═════ Records supplied ═════

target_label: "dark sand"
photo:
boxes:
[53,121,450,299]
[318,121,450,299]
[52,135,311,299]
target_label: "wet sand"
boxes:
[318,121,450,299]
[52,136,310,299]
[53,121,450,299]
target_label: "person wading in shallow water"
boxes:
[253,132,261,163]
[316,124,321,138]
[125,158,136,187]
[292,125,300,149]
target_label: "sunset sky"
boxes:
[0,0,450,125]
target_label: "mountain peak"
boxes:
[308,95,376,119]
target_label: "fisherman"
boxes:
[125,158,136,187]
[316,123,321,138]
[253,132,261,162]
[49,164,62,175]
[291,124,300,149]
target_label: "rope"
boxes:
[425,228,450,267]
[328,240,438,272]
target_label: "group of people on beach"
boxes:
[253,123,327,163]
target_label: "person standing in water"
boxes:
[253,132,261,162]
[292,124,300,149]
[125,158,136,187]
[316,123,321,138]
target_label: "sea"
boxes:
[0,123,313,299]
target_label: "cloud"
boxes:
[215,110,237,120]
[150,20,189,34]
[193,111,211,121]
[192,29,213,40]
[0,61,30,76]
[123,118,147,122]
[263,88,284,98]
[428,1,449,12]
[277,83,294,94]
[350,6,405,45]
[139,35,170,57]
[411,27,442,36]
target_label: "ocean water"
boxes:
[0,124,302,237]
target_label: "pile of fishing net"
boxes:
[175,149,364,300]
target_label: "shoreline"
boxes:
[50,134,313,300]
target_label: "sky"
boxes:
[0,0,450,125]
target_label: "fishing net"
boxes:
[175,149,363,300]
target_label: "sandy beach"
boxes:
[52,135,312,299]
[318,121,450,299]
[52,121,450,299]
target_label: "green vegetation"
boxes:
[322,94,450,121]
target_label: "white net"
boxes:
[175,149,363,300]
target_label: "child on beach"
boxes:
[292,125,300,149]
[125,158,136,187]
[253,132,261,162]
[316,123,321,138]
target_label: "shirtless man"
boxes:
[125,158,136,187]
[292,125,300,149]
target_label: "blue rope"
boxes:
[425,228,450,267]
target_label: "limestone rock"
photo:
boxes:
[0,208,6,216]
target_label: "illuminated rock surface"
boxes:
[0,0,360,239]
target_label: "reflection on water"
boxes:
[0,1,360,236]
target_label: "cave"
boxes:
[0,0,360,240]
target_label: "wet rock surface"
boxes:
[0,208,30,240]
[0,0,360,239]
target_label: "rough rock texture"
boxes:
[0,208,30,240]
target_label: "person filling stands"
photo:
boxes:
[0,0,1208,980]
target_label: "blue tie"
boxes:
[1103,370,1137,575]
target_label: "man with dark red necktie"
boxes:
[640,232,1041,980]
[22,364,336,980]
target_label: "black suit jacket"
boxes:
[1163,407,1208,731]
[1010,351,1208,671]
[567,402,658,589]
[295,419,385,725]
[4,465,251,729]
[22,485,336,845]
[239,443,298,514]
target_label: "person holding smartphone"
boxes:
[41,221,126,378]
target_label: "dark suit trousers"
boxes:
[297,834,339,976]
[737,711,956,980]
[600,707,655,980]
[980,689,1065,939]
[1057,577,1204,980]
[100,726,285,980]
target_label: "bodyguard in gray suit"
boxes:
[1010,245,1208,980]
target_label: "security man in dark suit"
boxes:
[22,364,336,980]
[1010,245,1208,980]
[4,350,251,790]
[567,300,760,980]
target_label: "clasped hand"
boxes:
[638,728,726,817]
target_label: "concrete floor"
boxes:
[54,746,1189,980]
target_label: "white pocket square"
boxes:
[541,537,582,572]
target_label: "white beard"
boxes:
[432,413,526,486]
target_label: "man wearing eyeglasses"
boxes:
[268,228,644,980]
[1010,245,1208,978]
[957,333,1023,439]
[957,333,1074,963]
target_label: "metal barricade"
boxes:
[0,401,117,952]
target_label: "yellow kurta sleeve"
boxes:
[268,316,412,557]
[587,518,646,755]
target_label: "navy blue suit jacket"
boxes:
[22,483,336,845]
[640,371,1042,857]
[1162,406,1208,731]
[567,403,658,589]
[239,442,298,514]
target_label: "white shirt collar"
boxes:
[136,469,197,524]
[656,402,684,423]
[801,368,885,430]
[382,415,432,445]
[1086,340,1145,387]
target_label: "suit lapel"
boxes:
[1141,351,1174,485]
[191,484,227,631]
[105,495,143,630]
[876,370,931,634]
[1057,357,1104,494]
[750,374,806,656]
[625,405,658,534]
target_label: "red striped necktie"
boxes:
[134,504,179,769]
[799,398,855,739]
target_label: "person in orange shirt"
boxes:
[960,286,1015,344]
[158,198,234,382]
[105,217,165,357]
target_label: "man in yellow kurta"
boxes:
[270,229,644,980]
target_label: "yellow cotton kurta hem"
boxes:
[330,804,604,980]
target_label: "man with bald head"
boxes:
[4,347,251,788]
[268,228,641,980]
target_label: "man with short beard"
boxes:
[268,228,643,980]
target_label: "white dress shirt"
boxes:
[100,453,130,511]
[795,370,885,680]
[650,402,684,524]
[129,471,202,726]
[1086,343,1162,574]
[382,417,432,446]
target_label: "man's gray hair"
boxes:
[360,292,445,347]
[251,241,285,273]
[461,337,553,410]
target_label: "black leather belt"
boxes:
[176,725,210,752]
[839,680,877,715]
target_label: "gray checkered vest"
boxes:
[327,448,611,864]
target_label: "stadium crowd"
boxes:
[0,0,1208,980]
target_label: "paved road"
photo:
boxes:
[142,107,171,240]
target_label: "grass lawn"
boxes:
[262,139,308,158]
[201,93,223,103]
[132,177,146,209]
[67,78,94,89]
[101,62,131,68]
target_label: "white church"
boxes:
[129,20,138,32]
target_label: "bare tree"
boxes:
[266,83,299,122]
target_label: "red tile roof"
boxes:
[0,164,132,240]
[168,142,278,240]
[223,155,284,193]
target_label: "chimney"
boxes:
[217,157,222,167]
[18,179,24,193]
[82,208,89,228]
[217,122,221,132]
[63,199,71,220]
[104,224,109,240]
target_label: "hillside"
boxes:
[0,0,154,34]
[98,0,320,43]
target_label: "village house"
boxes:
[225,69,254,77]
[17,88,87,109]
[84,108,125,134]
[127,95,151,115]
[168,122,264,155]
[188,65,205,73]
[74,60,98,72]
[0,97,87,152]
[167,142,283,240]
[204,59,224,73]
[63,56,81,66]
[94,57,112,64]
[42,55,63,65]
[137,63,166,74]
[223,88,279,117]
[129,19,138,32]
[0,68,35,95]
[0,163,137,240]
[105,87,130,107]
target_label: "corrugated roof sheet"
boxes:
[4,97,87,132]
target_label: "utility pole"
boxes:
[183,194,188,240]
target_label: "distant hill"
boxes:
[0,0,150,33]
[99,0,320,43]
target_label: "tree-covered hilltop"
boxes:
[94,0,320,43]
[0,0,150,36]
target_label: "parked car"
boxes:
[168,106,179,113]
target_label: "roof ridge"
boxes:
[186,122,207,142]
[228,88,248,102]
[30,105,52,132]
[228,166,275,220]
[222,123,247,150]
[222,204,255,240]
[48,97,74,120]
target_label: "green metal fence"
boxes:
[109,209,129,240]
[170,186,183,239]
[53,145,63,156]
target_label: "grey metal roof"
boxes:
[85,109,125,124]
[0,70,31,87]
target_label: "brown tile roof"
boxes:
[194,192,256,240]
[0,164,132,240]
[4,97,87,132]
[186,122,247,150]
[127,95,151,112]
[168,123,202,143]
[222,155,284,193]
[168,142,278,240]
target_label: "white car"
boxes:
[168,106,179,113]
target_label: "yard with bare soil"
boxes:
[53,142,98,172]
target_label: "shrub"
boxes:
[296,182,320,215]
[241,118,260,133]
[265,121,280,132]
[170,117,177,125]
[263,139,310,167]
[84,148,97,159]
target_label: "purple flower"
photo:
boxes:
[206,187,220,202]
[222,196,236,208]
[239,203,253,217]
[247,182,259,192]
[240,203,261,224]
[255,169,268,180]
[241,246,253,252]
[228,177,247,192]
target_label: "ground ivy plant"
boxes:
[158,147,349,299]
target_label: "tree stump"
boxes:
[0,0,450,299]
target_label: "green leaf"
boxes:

═════

*Written request*: Reproduce everything from the start of the records down to the line containing "[0,123,313,299]", including that line.

*Answer below*:
target_label: "dark sand"
photo:
boxes:
[53,121,450,299]
[318,121,450,299]
[52,135,311,299]
target_label: "wet sand"
boxes:
[318,121,450,299]
[52,136,310,299]
[53,121,450,299]
target_label: "person wading in shallow water"
boxes:
[253,132,261,163]
[316,124,321,138]
[125,158,136,187]
[292,125,300,149]
target_label: "sunset sky"
boxes:
[0,0,450,125]
target_label: "mountain peak"
boxes:
[308,95,376,119]
target_label: "fisherman"
boxes:
[125,158,136,187]
[316,123,321,138]
[253,132,261,162]
[49,164,62,175]
[291,124,300,149]
target_label: "rope"
boxes:
[425,228,450,267]
[328,240,438,272]
target_label: "group of people on beach"
boxes:
[253,123,327,163]
target_label: "person standing in water"
boxes:
[253,132,261,162]
[292,124,300,149]
[125,158,136,187]
[316,123,321,138]
target_label: "sea"
boxes:
[0,123,313,299]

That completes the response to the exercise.